--- Start of Material ---
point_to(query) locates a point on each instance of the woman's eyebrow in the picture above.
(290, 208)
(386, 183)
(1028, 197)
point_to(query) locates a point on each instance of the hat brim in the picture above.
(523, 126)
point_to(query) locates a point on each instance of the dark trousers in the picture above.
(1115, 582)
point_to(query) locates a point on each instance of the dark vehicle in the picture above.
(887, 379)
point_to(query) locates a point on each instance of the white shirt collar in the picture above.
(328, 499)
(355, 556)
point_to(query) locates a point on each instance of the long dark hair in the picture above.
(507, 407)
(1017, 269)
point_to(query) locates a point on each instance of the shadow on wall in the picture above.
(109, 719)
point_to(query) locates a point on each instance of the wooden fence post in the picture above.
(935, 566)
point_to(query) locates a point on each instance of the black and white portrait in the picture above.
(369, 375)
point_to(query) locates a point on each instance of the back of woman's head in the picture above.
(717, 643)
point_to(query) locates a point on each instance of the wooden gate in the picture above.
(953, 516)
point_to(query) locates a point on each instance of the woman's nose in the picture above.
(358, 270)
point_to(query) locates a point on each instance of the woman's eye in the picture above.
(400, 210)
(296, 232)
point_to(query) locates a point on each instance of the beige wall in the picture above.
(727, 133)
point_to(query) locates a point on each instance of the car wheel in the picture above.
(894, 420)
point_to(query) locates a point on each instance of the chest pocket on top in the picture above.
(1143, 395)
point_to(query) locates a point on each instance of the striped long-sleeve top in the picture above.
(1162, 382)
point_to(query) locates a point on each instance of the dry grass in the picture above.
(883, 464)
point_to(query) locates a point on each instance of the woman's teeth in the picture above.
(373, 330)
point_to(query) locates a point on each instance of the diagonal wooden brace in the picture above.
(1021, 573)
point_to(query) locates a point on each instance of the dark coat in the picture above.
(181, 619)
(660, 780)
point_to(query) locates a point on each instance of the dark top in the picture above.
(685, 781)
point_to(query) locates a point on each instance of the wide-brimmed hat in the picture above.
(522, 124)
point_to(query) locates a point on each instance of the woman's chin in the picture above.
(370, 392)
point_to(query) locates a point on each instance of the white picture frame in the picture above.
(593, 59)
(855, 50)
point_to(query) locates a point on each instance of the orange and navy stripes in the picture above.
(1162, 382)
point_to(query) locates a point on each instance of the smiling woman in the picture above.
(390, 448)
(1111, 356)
--- End of Material ---
Do this: Copy all of the rows above word for word, without changing anything.

Complete answer:
point_to(query) locates a point on each instance of the woman's eyebrow in the picture above.
(290, 208)
(386, 183)
(1028, 197)
point_to(query) locates a point on each instance of the hat brim in the picture above.
(523, 126)
point_to(query) locates a point on each instance of the dark trousers in the picture above.
(1115, 582)
point_to(query) locates a point on each instance of the dark vehicle in the picture above.
(887, 379)
point_to(query) locates a point on each instance of the white shirt collar in the picture above.
(328, 499)
(355, 556)
point_to(query) locates a point on each instance of the long dark hair in the picture above.
(507, 407)
(1017, 269)
point_to(query) locates a point on each instance of the shadow on wall in the picture above.
(109, 719)
point_to(query) locates a point on each instance of the wooden fence post in the picture above.
(935, 566)
point_to(query) locates a point on each instance of the black and white portrait in the picture above.
(369, 375)
point_to(query) locates a point on each instance of the back of woman's head in the picture above.
(717, 643)
point_to(query) locates a point on each instance of the wooden gate in the picture above.
(953, 516)
point_to(query) locates a point on each instance of the woman's nose in the picture above.
(358, 270)
point_to(query) locates a point on each instance of the woman's eye in the picture above.
(400, 210)
(296, 232)
point_to(query) locates a point on each instance of the beige wall in the picture above.
(727, 133)
point_to(query) locates a point on each instance of the car wheel in the picture above.
(894, 420)
point_to(query) locates a point on each instance of the chest pocket on top in the picture above.
(1143, 395)
point_to(query) locates a point on each instance of the striped long-sleeve top in the picture above.
(1162, 382)
point_to(query) locates a point on each instance of the dry grass in the picture above.
(883, 464)
point_to(query) locates a point on each instance of the woman's teeth in the picture above.
(373, 330)
point_to(query) locates a point on each instance of the diagonal wooden brace in the picture above.
(1021, 573)
point_to(query) locates a point on each instance of the dark coat in the picture above.
(181, 619)
(660, 780)
point_to(query) locates a point on each instance of the dark top in the picture above.
(685, 781)
point_to(query) locates a point on each instance of the wide-brimmed hat in the picture above.
(522, 124)
point_to(query) locates a point on each instance of the woman's chin in the picture above.
(370, 392)
point_to(query) locates a point on each instance of the white picture frame in the picture above.
(593, 59)
(855, 50)
point_to(query) locates a point on each instance of the orange and navy stripes in the picture above.
(1162, 382)
point_to(query) locates a point on each instance of the smiling woman in the picture above.
(390, 448)
(1111, 356)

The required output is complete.